◆ **WHAT TO DO**: Write out the data word for word, from the line containing "Return the outline of every instance of the fluffy" through the end of the data, both included.

◆ **GIVEN ENTRIES**:
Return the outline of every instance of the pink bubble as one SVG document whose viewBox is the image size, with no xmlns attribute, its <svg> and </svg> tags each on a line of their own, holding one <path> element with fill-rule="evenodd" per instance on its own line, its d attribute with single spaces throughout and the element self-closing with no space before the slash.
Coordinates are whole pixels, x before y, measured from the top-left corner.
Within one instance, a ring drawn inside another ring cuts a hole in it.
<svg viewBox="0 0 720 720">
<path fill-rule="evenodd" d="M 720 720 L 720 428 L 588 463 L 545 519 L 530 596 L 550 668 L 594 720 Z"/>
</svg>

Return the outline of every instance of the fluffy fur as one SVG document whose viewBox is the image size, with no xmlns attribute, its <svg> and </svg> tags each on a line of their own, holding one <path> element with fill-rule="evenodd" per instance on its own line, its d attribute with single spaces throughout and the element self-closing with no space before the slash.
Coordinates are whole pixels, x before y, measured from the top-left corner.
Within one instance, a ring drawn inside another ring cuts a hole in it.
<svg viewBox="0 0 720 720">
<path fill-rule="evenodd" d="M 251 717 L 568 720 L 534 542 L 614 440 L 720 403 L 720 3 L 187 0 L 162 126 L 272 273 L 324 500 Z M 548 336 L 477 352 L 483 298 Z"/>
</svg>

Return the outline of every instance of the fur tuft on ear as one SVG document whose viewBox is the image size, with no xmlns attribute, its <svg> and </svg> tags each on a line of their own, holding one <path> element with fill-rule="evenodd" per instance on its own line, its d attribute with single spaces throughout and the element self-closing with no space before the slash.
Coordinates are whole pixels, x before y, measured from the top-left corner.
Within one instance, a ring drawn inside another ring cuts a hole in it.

◆ **SOLUTION TO THE PROBLEM**:
Return the outline of every instance of the fluffy fur as one SVG document whose viewBox is the image size, with no xmlns attribute, its <svg> and </svg> tags each on a line of their own, holding one <path> element with fill-rule="evenodd" per instance on its own line, its d attribute with single spaces throughout and the element self-closing with no space before the slash.
Coordinates are whole pixels, x before y, measured from the top-left corner.
Within one instance, a ring drawn inside another ring cuts a hole in it.
<svg viewBox="0 0 720 720">
<path fill-rule="evenodd" d="M 251 717 L 568 720 L 534 542 L 614 440 L 720 403 L 720 3 L 187 0 L 162 126 L 272 273 L 324 500 Z M 548 336 L 477 352 L 483 298 Z"/>
</svg>

Return the outline of every instance of the fur tuft on ear as one SVG document whose viewBox is the image size, with no xmlns attribute, its <svg> and </svg> tags each on a line of their own, holding one <path> element with fill-rule="evenodd" per instance on its own line, its d attribute with single spaces throughout and the element self-closing with no space before the slash.
Coordinates are whole pixels, x before y, measured from the top-left corner.
Within one instance, a ring drawn inside another ring cuts a hole in it.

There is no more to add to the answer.